(Your instructions) Pick up the forum discussion about getting hired at tech companies after its final sentence and continue it.

(Supplied passage)
Of course you should make your resume as nice as possible, all I'm advising to
job-seekers is that it isn't enough, and it would probably be worth your time
socializing rather than making your resume absolutely perfect

------
SubuSS
I don't know how effective it is to go via a recruiter. But it is indeed
effective to talk to a technical person directly and establish a rapport.

For example, if you wanted a job with Amazon and are qualified, I would say
send me a mail. Or go to an Amazon show like RE:Invent and show off your
programming skills in a boot camp. You will meet Amazon engineers there. Get
their cards and send them a resume. There are github repositories where teams
from companies like Amazon (AND twitter/fb/google/ms) actively contribute. Go
see how you can improve them and submit a pull request. We not only have
systems work happening in AWS - there is work in every aspect from web
programming to documentation to distribute systems. IMO, it all comes down to
initiative.

(Recorded information)
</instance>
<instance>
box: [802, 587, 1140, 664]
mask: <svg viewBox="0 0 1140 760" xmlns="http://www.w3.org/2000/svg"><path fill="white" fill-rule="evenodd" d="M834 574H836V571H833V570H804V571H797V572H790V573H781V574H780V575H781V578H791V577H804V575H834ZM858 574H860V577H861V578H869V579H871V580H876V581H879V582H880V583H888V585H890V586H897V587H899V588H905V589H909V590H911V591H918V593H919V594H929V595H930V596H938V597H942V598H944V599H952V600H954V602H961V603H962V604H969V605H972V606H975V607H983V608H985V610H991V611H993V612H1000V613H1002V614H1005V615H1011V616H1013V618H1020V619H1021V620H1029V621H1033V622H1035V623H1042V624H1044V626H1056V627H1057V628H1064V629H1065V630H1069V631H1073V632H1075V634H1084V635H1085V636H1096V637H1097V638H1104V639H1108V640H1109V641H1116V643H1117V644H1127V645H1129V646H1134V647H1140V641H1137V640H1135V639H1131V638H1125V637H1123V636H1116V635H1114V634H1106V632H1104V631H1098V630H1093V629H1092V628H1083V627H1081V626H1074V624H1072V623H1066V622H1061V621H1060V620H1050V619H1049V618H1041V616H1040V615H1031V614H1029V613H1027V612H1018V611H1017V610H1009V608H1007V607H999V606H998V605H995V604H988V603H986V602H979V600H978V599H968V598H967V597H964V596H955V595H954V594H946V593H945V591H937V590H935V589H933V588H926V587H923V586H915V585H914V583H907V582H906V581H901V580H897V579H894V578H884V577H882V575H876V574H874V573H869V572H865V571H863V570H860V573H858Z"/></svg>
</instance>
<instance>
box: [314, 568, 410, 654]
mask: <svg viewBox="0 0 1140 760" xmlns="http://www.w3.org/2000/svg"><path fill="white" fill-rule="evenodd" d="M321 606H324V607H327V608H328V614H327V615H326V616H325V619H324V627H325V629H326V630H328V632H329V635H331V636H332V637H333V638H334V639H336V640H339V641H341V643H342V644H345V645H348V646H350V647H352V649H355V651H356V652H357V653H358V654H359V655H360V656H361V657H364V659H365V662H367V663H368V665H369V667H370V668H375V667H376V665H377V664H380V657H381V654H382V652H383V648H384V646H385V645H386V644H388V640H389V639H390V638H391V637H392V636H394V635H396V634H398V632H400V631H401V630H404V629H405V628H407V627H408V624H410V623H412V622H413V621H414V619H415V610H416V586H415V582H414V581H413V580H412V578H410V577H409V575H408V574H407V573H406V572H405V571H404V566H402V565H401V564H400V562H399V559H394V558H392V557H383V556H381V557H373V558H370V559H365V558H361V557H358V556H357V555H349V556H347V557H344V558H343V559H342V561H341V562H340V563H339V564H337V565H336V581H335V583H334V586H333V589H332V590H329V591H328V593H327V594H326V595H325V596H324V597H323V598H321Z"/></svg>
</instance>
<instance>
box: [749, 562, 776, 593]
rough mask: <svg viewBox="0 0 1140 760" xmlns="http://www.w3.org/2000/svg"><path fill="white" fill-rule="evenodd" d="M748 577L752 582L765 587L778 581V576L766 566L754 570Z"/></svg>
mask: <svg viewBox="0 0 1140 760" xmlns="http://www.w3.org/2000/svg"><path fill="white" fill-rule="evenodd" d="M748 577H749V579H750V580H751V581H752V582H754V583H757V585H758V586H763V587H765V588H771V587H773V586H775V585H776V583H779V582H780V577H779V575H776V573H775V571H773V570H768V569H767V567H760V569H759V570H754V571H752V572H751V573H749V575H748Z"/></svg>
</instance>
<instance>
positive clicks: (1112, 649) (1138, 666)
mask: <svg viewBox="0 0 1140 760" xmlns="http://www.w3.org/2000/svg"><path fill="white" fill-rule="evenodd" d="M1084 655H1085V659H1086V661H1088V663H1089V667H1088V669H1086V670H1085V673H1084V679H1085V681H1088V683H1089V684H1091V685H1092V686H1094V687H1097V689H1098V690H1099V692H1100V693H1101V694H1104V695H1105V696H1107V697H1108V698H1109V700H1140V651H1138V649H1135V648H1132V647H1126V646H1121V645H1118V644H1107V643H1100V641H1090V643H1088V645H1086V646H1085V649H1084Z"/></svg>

(Reply)
I have switched about 4 teams now between MS and Amazon and not one of them
were via a recruiter. There were extremely talented recruiters who handled the
interview logistics, but the jobs themselves happened because people on the
ground knew me.

Good luck.

------
ep103
hi all. Could I ask a question about job advice?

I spent 2.5 years at my first job (effectively moved from junior dev to
senior). I then took a job at a traveling consulting company (where I was
officially promoted, and ran a huge project), but left after 1 year because I
couldn't stand traveling that extensively. Then I moved to my current company,
where I've been for 9-10 months, but will likely be fired by the new
management team that came in, because I'm part of an overbudget project.

Am I fucked? My current plan is to just wait and see if I am let go or not
(probably will be), and then go travel for a few months (I'm burned out). But
the very first page of this slideshow is that hiring managers look for red
flags about multiple short time roles and employment gaps, and I'll have a 1
year, and a < 1 year on my resume.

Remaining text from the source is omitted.